### The exercise
Return verbatim every line from the one containing "Thanks for the photo. Could you please mark the arched" through the end of the entries below, both ends included. Leave the pictures out of your answer.

### Source material
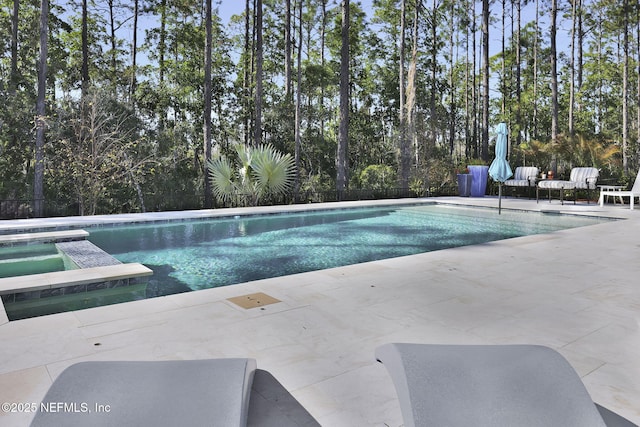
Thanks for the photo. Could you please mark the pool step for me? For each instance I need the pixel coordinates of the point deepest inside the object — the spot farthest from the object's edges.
(43, 237)
(85, 254)
(80, 277)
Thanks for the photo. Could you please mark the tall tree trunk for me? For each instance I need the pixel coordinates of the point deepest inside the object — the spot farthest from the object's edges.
(257, 131)
(580, 49)
(503, 85)
(134, 52)
(518, 73)
(343, 130)
(484, 152)
(452, 84)
(287, 51)
(113, 41)
(475, 92)
(246, 83)
(638, 88)
(323, 64)
(38, 182)
(403, 143)
(411, 94)
(572, 65)
(535, 71)
(554, 71)
(162, 114)
(13, 79)
(84, 72)
(208, 193)
(298, 106)
(625, 88)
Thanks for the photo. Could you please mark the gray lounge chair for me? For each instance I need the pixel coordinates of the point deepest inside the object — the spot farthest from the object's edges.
(162, 393)
(507, 385)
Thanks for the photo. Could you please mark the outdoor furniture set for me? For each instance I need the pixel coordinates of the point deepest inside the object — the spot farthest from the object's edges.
(436, 385)
(580, 178)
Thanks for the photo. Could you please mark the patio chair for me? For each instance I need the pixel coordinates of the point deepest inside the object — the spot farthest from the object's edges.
(579, 179)
(490, 385)
(160, 393)
(524, 176)
(635, 192)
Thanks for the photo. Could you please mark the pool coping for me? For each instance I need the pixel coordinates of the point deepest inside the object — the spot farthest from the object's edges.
(42, 237)
(342, 385)
(80, 276)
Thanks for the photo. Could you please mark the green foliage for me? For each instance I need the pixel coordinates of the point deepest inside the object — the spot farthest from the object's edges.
(377, 177)
(256, 174)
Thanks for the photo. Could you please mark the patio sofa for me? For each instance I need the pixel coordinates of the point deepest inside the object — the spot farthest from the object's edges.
(579, 179)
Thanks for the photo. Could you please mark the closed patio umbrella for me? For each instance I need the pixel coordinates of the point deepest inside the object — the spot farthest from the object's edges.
(500, 170)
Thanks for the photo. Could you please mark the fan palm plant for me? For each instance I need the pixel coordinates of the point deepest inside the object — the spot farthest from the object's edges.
(257, 173)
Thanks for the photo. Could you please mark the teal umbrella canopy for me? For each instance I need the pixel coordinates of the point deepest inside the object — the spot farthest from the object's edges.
(500, 170)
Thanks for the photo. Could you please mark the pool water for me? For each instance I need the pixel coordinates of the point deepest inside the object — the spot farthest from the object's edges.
(194, 255)
(30, 259)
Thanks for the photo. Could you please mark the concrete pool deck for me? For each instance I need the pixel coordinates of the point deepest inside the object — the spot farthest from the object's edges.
(574, 290)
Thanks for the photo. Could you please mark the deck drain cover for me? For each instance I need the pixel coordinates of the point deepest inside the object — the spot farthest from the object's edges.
(253, 300)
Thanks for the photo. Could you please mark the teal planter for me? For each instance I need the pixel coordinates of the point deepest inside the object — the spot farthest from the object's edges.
(464, 184)
(479, 175)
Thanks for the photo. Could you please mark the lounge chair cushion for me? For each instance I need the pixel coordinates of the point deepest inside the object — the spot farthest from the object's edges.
(466, 385)
(160, 393)
(524, 176)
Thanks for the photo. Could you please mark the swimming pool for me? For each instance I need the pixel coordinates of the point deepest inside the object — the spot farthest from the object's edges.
(193, 255)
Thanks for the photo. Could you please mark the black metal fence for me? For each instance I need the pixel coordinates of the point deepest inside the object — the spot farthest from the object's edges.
(24, 208)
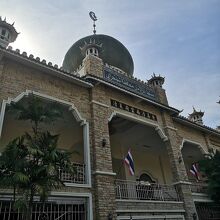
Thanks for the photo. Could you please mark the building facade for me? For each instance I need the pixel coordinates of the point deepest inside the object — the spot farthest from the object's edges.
(107, 112)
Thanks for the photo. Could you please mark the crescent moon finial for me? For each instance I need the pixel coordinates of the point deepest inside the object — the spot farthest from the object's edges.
(94, 18)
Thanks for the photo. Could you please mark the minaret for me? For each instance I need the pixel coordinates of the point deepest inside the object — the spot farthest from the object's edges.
(91, 48)
(156, 81)
(8, 34)
(196, 116)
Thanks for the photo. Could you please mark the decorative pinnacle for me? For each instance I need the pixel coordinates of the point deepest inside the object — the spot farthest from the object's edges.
(94, 18)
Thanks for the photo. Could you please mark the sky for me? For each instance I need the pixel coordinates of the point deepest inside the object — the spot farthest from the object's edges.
(179, 40)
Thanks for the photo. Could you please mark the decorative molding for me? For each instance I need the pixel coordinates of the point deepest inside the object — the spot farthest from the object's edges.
(171, 128)
(130, 84)
(133, 110)
(99, 103)
(148, 201)
(144, 121)
(144, 217)
(98, 172)
(71, 108)
(182, 182)
(151, 210)
(158, 104)
(201, 148)
(74, 194)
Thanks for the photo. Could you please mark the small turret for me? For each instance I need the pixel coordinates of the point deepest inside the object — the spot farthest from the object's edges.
(196, 116)
(156, 81)
(8, 34)
(92, 48)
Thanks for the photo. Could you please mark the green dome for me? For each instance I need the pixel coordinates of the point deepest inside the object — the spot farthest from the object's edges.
(112, 52)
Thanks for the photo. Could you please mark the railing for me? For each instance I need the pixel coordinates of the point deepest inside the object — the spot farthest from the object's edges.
(144, 191)
(77, 177)
(199, 187)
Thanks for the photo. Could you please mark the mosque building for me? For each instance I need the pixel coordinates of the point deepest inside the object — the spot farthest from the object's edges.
(110, 117)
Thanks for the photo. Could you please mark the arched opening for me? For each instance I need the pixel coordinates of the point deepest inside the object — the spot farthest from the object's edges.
(152, 169)
(192, 153)
(71, 128)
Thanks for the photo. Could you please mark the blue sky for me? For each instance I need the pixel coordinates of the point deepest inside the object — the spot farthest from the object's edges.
(177, 39)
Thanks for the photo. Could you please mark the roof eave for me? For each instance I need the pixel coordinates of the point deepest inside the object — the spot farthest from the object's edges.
(168, 108)
(45, 68)
(197, 126)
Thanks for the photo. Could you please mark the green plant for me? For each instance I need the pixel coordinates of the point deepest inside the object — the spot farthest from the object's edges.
(30, 164)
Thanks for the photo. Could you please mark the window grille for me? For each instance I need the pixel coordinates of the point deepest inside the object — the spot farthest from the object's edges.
(53, 210)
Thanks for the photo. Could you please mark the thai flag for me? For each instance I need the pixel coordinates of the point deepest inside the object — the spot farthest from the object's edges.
(129, 162)
(195, 170)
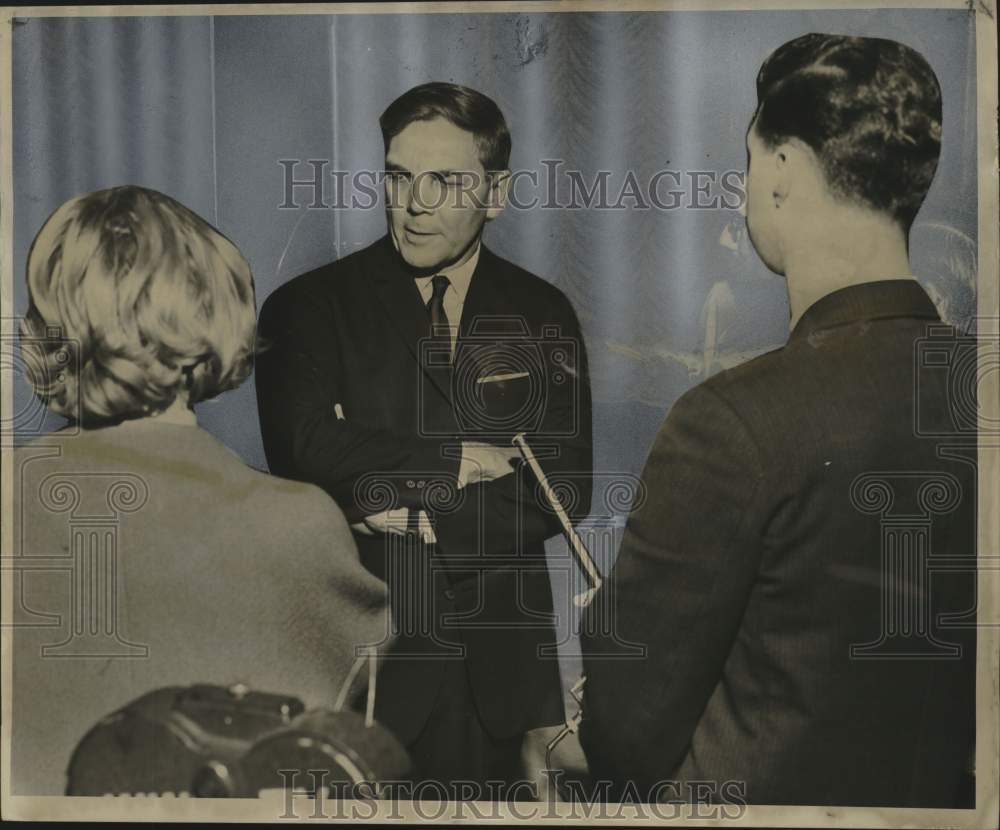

### Task answer
Thanks for the photo. Could you please mark the arched opening for me? For each instance I need the pixel coordinates of the point deepest inside the object — the spot farthest from the object's edges.
(152, 169)
(192, 153)
(71, 128)
Thanks for the photo. Could you please mark the blue sky for me? For each instance I need the pixel coordinates of the point deepest inside the object — the spot farthest from the object's edges.
(177, 39)
Thanks for the photo. Could you please mark the roof eave for me? For each instance I need the pixel coordinates of the point deepest inside the object — the spot farthest from the object's edges.
(168, 108)
(45, 68)
(197, 126)
Thanks for the photo. Could you please mark the green plant for me? For each instance I need the pixel coordinates of the point deepest inside the object — the spot farthest from the object's edges.
(30, 164)
Thanks for the photo. Could you please mark the window grille for me? For each instance I need the pixel coordinates of the point deepest inside the object — the spot farthest from the object's edges.
(53, 210)
Thanks for the photo. Could you please mark the thai flag for me? For each instance I need the pixel coordinates of the point deepest inside the object — the spot farthest from the object's edges.
(129, 162)
(195, 170)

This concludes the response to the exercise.